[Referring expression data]
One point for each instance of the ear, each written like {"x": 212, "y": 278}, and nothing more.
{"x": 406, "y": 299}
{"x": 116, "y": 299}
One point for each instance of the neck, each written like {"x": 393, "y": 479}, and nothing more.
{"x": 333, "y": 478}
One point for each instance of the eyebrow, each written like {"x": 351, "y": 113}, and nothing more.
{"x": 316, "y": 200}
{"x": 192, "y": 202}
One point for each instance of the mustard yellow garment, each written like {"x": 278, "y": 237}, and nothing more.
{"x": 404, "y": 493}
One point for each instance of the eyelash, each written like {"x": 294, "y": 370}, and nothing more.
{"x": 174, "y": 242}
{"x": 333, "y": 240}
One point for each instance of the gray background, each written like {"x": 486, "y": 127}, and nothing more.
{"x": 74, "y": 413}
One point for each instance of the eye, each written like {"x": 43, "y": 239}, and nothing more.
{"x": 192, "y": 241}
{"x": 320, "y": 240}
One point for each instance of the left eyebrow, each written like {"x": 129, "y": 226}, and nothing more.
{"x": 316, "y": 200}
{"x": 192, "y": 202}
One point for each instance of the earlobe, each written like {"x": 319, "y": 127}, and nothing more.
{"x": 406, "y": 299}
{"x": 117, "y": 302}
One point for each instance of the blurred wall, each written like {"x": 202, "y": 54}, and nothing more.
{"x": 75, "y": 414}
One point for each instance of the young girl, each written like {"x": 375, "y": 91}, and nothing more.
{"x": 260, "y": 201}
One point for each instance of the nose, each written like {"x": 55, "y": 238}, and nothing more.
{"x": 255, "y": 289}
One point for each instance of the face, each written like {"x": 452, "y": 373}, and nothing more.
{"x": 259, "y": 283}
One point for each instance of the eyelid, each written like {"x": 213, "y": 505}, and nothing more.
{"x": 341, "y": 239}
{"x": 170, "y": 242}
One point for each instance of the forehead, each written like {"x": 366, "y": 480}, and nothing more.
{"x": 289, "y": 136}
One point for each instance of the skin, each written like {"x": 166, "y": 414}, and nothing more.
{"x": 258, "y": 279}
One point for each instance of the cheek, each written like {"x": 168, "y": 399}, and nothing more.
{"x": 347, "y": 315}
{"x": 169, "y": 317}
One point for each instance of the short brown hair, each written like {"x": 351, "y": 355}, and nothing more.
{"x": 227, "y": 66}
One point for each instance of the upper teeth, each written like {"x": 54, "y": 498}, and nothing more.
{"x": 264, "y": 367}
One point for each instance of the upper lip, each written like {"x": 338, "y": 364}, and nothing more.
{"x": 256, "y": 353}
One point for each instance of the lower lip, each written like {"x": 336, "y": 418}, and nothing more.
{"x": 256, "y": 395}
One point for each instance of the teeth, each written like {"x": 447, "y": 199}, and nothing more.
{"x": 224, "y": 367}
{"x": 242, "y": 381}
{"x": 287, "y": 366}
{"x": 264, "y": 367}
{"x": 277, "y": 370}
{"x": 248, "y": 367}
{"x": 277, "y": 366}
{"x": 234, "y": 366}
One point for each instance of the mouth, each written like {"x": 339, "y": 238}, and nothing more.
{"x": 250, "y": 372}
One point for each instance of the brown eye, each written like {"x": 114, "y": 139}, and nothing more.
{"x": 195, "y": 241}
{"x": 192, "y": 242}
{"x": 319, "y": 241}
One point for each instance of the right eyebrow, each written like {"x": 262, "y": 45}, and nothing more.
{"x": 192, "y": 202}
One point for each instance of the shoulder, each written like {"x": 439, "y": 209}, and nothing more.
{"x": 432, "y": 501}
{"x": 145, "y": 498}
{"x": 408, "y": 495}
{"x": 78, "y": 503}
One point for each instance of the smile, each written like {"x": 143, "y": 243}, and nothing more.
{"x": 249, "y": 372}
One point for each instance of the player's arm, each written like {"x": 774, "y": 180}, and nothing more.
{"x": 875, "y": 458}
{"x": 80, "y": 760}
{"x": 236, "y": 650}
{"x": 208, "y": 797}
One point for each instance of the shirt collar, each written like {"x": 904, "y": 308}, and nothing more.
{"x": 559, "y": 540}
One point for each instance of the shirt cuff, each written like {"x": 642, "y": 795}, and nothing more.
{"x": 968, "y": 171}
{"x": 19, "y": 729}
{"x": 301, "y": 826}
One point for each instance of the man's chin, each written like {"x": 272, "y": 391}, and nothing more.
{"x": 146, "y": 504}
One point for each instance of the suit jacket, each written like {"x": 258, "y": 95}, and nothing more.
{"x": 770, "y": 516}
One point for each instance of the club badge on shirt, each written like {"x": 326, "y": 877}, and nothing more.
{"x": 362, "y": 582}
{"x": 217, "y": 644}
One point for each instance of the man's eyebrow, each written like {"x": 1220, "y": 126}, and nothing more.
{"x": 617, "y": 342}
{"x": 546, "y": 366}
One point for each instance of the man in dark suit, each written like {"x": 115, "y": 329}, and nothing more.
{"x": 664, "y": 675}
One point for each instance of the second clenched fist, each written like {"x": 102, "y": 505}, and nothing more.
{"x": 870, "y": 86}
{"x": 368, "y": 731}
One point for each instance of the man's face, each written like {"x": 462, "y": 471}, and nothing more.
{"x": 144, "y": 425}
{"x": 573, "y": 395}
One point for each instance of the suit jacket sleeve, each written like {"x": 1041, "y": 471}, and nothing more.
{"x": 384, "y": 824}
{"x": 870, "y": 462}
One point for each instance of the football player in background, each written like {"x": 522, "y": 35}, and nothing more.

PROBLEM TO SOLVE — Return each line of the data exactly as written above.

SOLUTION TO THIS EXERCISE —
One point for each instance of the ear, each written like {"x": 212, "y": 278}, and nothing more.
{"x": 406, "y": 299}
{"x": 116, "y": 299}
One point for each instance of the neck, each written like {"x": 393, "y": 479}, and nothing more.
{"x": 333, "y": 478}
One point for each instance of the eyebrow, each written like {"x": 351, "y": 113}, and nothing more.
{"x": 316, "y": 200}
{"x": 192, "y": 202}
One point for each instance of the mustard yellow garment, each written like {"x": 278, "y": 237}, and nothing more.
{"x": 404, "y": 493}
One point for each instance of the eyelash, each written like {"x": 294, "y": 370}, and nothing more.
{"x": 174, "y": 242}
{"x": 333, "y": 240}
One point for each instance of the gray background, each written like {"x": 486, "y": 127}, and nothing more.
{"x": 74, "y": 413}
One point for each instance of the eye, each written like {"x": 43, "y": 239}, and nothing more.
{"x": 192, "y": 241}
{"x": 320, "y": 240}
One point for each instance of the left eyebrow, each written like {"x": 129, "y": 226}, and nothing more.
{"x": 316, "y": 200}
{"x": 192, "y": 202}
One point for each instance of the earlobe, each written like {"x": 319, "y": 127}, and nothing more.
{"x": 406, "y": 299}
{"x": 117, "y": 302}
One point for each instance of the blurred wall, each written like {"x": 202, "y": 54}, and nothing more.
{"x": 75, "y": 414}
One point for each instance of the young girl, each written like {"x": 375, "y": 91}, and nothing more.
{"x": 260, "y": 201}
One point for each instance of the nose, each written like {"x": 55, "y": 238}, and nothing more.
{"x": 255, "y": 289}
One point for each instance of the face, each written like {"x": 452, "y": 373}, and nothing more.
{"x": 259, "y": 283}
One point for each instance of the eyelid, each written like {"x": 213, "y": 505}, and nothing more.
{"x": 341, "y": 239}
{"x": 170, "y": 242}
One point for each instance of the forehead, each written like {"x": 366, "y": 480}, and nothing more.
{"x": 289, "y": 136}
One point for each instance of the skin, each written like {"x": 166, "y": 414}, and nothing more.
{"x": 258, "y": 279}
One point for each instance of the cheek, each written like {"x": 168, "y": 399}, and nothing more.
{"x": 347, "y": 315}
{"x": 169, "y": 317}
One point for each instance of the short brown hair, each written like {"x": 351, "y": 355}, and nothing more.
{"x": 227, "y": 66}
One point for each instance of the upper teeth, each written like {"x": 54, "y": 498}, and nothing more.
{"x": 264, "y": 367}
One point for each instance of the upper lip, each written like {"x": 338, "y": 364}, and nothing more.
{"x": 256, "y": 353}
One point for each instance of the lower lip, each written like {"x": 336, "y": 418}, and nothing more.
{"x": 256, "y": 395}
One point for each instance of the teeth, each written like {"x": 447, "y": 199}, and nothing more.
{"x": 224, "y": 367}
{"x": 242, "y": 381}
{"x": 287, "y": 366}
{"x": 264, "y": 367}
{"x": 277, "y": 370}
{"x": 248, "y": 367}
{"x": 277, "y": 366}
{"x": 234, "y": 366}
One point for each instance of the mouth, each written like {"x": 339, "y": 238}, and nothing more.
{"x": 250, "y": 372}
One point for each instance of the brown eye, each written like {"x": 114, "y": 139}, and nothing more.
{"x": 195, "y": 241}
{"x": 192, "y": 242}
{"x": 319, "y": 241}
One point for each instance of the right eyebrow, each written like {"x": 262, "y": 45}, and nothing more.
{"x": 192, "y": 202}
One point for each instance of the shoulder, each written like {"x": 439, "y": 209}, and nothing more.
{"x": 432, "y": 501}
{"x": 145, "y": 498}
{"x": 408, "y": 495}
{"x": 78, "y": 503}
One point for each instance of the smile, each written like {"x": 143, "y": 243}, and nothing more.
{"x": 249, "y": 372}
One point for each instance of the player's arm, each written like {"x": 774, "y": 180}, and nothing more.
{"x": 875, "y": 458}
{"x": 80, "y": 760}
{"x": 236, "y": 650}
{"x": 208, "y": 797}
One point for each instance of the shirt collar, each written like {"x": 904, "y": 308}, and nothing more.
{"x": 559, "y": 540}
One point for each instance of the shirt cuff, each written like {"x": 642, "y": 795}, and nothing more.
{"x": 968, "y": 171}
{"x": 19, "y": 729}
{"x": 301, "y": 826}
One point for each instance of the man's chin, each written like {"x": 272, "y": 391}, and nothing more.
{"x": 146, "y": 504}
One point for each instance of the suit jacket, each written like {"x": 258, "y": 95}, and nothing more.
{"x": 770, "y": 516}
One point for each instance of the club badge on shirt, each written like {"x": 326, "y": 877}, and nothing more.
{"x": 362, "y": 582}
{"x": 217, "y": 644}
One point for each instance of the man's eyebrow, each written like {"x": 1220, "y": 126}, and nothing more.
{"x": 617, "y": 342}
{"x": 546, "y": 366}
One point for each instance of the man in dark suit, each written like {"x": 115, "y": 329}, and nothing more.
{"x": 664, "y": 675}
One point for each instance of the second clenched fist, each written like {"x": 102, "y": 505}, and nothing more.
{"x": 870, "y": 86}
{"x": 368, "y": 731}
One point for each instance of the man's face, each written like {"x": 462, "y": 471}, and nothing more.
{"x": 144, "y": 425}
{"x": 573, "y": 395}
One point for each instance of the suit jacket sleeve, each written like {"x": 1041, "y": 471}, and nothing more.
{"x": 384, "y": 824}
{"x": 870, "y": 462}
One point for each instance of the football player in background, each written like {"x": 522, "y": 35}, and nothing more.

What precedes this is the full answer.